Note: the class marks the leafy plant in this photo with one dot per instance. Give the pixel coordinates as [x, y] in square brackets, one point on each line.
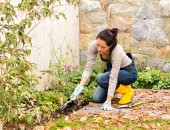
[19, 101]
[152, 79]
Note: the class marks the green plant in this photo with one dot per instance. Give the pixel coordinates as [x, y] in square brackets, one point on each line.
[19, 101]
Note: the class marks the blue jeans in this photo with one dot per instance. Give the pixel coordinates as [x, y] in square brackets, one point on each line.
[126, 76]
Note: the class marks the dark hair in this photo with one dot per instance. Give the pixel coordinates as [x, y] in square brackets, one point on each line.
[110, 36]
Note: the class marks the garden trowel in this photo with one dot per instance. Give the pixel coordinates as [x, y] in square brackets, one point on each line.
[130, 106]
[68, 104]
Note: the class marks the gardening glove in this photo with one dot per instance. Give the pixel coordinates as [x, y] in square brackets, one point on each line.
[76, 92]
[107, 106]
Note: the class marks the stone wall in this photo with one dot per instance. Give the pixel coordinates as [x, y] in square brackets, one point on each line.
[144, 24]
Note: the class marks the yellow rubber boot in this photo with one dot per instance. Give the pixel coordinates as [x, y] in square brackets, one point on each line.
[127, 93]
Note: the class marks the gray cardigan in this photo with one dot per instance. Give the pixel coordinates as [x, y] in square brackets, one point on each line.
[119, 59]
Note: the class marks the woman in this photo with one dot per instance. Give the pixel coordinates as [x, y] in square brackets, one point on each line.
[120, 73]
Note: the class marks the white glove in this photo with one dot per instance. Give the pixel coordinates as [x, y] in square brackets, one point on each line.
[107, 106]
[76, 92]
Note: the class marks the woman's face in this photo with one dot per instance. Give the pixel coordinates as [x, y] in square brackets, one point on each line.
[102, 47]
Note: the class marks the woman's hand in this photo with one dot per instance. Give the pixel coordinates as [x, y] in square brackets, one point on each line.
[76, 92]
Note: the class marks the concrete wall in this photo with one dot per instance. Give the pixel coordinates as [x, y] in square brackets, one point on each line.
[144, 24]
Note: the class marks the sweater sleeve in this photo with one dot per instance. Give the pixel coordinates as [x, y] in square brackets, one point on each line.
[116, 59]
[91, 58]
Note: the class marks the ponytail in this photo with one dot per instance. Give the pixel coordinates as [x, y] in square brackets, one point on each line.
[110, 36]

### [Problem to solve]
Reproduce verbatim the lines of the material starting at the line that contains "Note: the class marks the gray" and ending with the final line of the material.

### [Task output]
Note: the class marks the gray cardigan in this photo with one dot per instance. Give the pixel coordinates as [x, y] in square brackets, one point on each line.
[119, 59]
Note: the class marks the woman in this photo with one dot per instance. Give the pixel coordinates as [x, y] in square brackets, one point on each line.
[120, 73]
Note: the class marks the white glove in this photo with one dot per instance. Give the pixel coordinates as [x, y] in square brackets, one point on each line.
[107, 106]
[76, 92]
Note: the class marks the woman's face in this photo with one dot per instance. Give the pixel coordinates as [x, y] in square brackets, one point on each line.
[102, 47]
Note: the class marks the woman's hand in this photo with one dot per instance. Give the pixel coordinates as [x, y] in square brackets, one point on each line.
[76, 92]
Note: the class marks the concrete wall in this photo with one dot per instance. Give the pixel coordinates as [x, y] in square brackets, one point on each line.
[144, 24]
Note: the class marks the sweater sleeve in this photo with one dot per instance. Give the pixel coordinates as [x, y] in square brackets, one point on each line.
[116, 59]
[91, 58]
Note: the class marks the ponytail in this photo with one dot per instance. Give the pixel coordinates as [x, y] in square brackets, one point on each line.
[110, 36]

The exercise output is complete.